**ABOUT THIS TASK:**
Count the lines below holding "backdrop" and answer with that number only.

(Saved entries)
# # # # #
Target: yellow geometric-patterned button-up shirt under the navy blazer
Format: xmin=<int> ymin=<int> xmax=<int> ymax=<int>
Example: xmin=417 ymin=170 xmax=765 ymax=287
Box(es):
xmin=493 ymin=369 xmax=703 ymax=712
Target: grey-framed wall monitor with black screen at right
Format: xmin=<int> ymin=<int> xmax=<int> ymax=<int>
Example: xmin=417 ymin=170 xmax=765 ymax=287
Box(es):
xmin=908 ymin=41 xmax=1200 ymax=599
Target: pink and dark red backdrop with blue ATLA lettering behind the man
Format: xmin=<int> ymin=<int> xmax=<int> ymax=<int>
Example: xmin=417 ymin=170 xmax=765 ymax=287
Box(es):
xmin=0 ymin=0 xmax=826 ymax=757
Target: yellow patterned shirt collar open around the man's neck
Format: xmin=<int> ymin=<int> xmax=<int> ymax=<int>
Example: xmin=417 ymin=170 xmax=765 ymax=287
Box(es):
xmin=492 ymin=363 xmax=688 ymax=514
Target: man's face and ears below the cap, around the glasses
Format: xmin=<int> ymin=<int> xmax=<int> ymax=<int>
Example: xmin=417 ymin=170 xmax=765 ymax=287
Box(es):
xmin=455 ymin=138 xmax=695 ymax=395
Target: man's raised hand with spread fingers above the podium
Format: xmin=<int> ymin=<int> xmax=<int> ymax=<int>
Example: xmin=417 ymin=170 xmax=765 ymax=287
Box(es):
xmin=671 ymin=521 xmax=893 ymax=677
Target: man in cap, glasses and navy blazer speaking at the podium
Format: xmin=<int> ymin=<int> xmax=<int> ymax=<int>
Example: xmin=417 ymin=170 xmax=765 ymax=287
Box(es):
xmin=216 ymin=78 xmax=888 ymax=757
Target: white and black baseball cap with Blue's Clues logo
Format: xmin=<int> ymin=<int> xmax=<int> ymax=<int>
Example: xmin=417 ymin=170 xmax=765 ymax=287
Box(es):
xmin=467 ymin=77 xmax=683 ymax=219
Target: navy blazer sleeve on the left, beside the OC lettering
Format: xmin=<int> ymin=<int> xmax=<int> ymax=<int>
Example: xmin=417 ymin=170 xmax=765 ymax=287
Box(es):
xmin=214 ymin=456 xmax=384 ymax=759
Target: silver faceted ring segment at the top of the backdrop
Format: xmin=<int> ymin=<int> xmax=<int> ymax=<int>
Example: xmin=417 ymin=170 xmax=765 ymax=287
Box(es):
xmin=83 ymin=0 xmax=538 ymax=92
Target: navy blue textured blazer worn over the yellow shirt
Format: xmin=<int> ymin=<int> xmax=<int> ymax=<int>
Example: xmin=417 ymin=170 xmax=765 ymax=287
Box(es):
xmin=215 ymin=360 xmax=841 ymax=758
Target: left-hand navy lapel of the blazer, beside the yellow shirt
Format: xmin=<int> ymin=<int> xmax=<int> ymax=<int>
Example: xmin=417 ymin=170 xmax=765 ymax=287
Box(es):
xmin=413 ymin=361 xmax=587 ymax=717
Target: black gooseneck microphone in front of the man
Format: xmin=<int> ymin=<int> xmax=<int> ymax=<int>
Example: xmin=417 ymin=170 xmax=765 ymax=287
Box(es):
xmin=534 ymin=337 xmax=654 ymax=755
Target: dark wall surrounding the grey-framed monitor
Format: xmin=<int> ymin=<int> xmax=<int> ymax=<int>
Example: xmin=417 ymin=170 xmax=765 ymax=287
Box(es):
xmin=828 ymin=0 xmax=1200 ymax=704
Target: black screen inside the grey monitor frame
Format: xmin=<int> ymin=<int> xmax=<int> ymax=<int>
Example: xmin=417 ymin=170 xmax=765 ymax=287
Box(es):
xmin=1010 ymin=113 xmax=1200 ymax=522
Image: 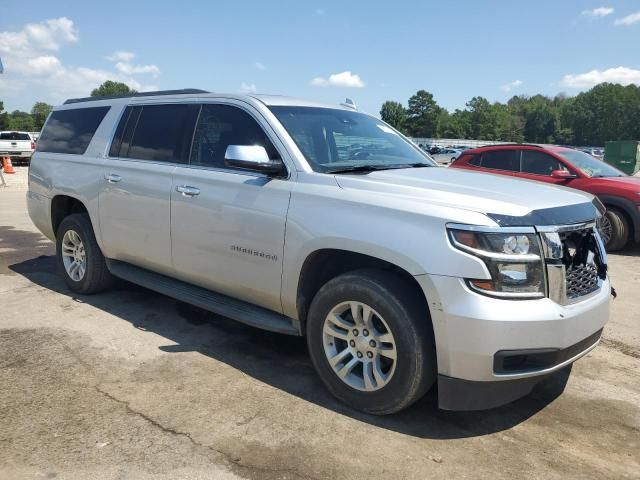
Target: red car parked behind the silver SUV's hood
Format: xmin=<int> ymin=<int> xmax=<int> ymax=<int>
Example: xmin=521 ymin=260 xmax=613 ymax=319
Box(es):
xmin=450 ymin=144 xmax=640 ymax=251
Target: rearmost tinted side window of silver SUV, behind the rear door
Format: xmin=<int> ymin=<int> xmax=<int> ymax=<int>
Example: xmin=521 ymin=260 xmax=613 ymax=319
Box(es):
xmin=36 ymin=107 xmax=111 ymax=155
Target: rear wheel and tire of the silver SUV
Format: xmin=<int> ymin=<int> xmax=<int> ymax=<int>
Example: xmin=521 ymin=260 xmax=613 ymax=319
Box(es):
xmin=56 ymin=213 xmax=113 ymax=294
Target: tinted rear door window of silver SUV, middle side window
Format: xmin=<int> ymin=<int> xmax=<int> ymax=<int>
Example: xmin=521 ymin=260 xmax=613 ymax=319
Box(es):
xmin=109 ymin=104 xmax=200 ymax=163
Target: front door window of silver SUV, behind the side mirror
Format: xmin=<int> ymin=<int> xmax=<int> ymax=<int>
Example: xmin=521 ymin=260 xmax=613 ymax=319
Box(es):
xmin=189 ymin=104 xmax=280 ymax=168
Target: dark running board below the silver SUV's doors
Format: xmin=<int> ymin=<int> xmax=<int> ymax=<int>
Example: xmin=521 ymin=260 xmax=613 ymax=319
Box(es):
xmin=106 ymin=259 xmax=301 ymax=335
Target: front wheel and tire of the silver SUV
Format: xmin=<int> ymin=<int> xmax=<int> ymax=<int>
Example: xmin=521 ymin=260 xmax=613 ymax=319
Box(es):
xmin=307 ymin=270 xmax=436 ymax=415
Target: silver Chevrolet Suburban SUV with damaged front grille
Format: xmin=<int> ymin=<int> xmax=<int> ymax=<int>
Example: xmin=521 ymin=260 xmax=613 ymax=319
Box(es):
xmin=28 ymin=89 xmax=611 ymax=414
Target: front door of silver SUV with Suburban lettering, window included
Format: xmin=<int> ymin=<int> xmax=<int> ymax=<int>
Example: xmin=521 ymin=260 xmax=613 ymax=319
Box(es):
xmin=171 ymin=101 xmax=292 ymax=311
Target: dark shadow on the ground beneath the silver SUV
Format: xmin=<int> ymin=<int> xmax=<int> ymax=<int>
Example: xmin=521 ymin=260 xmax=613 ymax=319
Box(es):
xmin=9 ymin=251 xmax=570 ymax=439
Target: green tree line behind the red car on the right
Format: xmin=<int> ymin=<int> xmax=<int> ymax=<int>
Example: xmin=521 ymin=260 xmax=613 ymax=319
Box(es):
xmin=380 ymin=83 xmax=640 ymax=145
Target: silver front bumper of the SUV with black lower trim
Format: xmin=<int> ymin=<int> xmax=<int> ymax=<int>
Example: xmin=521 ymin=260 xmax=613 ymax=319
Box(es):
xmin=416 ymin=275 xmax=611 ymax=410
# # # # #
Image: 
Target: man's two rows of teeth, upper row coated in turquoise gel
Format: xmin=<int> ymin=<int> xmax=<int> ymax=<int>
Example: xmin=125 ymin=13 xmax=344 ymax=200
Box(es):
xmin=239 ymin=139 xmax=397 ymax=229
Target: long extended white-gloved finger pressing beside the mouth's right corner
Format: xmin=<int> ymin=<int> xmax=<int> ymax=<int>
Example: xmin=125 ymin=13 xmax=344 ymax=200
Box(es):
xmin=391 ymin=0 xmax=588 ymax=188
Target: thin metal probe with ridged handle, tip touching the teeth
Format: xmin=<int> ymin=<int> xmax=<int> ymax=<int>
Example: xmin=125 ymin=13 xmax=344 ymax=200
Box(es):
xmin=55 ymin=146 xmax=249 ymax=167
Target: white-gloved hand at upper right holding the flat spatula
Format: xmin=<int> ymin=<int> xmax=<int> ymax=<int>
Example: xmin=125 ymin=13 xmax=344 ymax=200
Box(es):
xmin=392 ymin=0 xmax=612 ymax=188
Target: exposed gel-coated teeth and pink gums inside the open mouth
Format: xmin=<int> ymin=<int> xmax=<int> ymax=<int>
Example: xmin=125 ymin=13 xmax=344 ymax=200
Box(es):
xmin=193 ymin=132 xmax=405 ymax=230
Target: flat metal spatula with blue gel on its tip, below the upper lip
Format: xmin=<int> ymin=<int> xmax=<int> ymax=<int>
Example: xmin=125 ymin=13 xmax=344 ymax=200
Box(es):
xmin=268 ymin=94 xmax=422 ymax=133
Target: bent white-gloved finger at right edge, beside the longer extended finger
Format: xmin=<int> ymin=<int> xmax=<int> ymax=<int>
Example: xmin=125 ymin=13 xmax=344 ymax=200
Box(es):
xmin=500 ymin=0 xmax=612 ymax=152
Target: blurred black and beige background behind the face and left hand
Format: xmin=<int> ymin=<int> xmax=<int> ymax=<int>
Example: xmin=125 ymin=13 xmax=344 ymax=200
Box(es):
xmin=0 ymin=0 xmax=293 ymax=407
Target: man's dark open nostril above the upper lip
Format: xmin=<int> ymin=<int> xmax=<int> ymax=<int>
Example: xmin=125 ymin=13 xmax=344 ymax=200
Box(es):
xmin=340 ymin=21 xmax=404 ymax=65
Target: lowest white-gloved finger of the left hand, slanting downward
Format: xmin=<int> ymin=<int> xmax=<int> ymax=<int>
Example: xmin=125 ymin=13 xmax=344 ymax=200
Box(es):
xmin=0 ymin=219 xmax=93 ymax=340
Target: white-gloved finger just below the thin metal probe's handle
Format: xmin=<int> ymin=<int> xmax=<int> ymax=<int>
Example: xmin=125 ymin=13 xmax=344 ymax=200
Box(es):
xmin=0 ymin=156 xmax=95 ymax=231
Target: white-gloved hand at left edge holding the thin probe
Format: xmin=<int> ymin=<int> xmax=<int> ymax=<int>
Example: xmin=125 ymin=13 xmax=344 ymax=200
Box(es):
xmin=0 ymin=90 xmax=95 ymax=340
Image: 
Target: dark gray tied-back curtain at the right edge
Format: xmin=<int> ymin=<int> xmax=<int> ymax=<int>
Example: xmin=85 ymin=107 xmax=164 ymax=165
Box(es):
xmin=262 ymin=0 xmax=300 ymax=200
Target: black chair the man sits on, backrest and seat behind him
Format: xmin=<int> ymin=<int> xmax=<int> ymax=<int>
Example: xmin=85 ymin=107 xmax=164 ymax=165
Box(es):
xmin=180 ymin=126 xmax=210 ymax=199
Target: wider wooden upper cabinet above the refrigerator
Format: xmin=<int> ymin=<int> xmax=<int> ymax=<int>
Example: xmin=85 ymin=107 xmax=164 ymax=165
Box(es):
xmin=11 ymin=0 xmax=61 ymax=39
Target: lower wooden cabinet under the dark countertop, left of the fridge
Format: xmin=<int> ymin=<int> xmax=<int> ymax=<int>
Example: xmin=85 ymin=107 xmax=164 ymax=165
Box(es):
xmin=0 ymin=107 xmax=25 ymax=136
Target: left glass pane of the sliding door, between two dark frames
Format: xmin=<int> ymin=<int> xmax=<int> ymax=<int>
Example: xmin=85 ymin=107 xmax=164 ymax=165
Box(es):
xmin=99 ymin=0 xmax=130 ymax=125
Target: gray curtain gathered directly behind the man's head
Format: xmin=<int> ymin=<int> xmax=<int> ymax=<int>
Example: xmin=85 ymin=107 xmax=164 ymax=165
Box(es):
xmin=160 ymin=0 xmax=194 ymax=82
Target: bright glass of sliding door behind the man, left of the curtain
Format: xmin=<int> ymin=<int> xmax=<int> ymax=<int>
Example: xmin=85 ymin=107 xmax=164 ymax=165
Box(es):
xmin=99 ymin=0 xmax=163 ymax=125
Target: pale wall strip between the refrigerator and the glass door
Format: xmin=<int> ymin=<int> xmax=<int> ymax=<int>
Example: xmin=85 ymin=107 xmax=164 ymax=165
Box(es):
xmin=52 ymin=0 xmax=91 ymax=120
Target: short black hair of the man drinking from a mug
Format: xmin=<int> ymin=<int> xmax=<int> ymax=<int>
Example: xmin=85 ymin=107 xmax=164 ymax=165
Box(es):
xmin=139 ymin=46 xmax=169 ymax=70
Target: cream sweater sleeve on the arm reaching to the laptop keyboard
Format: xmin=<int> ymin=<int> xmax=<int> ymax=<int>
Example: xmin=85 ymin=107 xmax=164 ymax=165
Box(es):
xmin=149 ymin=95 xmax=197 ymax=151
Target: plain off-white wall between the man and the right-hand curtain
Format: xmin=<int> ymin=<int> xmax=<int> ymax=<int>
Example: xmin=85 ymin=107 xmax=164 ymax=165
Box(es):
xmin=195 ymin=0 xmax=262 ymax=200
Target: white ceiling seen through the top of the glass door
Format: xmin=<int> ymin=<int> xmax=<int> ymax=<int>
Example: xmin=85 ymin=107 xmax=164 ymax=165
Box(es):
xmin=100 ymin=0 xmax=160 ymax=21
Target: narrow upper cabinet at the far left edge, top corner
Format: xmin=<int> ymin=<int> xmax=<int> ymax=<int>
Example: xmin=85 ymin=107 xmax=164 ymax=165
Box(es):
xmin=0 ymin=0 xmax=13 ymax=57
# # # # #
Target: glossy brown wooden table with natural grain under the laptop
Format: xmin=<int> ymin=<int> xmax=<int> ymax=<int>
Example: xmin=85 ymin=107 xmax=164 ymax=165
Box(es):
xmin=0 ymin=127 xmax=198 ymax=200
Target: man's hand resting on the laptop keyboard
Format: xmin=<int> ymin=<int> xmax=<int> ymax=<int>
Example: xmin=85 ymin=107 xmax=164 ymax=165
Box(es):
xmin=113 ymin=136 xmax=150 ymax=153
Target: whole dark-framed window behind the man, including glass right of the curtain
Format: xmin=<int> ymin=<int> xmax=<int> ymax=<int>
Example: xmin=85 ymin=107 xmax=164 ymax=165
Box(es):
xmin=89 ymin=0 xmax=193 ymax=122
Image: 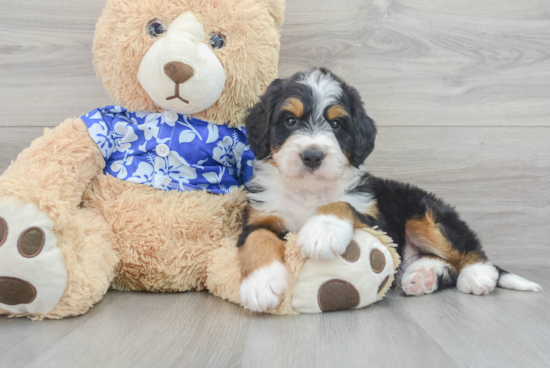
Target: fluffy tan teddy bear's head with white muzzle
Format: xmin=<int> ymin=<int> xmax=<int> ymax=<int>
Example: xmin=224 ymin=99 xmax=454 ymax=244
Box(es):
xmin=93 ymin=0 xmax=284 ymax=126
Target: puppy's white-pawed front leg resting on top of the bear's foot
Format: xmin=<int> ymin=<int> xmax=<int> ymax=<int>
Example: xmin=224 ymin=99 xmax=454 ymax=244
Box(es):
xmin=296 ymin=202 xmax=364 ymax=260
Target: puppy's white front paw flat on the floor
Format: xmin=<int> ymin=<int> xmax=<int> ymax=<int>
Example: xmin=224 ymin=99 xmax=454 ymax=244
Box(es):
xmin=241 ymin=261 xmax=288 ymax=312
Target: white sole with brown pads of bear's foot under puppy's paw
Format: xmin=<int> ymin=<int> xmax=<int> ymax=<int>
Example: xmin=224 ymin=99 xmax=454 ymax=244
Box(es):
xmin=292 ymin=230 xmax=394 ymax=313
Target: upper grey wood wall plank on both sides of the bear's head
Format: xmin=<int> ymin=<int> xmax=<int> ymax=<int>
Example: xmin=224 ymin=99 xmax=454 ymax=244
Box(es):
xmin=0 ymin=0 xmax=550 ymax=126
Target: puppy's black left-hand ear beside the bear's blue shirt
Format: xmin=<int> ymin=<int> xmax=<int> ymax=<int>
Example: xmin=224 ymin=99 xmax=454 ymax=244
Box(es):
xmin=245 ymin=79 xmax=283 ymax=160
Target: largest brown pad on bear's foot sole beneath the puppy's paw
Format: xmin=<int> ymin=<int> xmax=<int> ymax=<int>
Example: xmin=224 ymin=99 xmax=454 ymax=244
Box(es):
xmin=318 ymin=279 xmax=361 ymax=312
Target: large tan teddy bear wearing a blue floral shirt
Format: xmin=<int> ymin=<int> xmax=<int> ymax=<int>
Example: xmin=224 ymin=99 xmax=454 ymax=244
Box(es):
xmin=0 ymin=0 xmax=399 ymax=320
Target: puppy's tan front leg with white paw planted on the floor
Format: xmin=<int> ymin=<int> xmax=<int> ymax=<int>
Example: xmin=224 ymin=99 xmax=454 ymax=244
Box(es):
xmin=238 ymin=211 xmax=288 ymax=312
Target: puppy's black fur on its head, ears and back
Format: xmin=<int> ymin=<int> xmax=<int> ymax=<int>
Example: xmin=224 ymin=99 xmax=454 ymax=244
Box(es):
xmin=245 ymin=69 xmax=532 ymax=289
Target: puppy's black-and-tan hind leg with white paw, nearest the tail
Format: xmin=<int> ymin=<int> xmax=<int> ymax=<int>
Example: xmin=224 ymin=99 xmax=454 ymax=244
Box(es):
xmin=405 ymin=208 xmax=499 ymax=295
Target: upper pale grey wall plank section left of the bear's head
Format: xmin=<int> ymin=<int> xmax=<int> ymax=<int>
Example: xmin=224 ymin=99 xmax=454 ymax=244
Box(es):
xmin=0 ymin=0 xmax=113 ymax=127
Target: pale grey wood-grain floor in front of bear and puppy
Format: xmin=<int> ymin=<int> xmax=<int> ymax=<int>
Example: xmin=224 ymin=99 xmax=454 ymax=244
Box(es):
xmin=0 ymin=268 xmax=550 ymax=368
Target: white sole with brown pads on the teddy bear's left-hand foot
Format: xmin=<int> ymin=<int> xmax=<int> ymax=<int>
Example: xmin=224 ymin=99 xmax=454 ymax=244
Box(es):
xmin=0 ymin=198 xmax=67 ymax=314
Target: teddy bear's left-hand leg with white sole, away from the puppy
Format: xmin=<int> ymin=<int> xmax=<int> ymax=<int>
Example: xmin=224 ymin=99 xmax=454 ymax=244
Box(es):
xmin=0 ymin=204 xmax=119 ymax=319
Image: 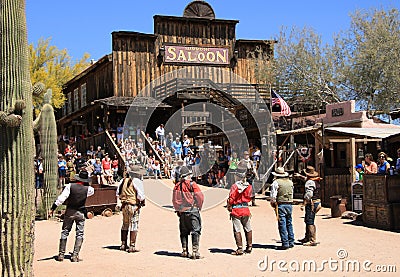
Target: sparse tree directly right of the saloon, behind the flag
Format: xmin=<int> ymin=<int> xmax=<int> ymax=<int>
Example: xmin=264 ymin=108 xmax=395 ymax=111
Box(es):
# # # # #
**YOUR SOLUTION:**
2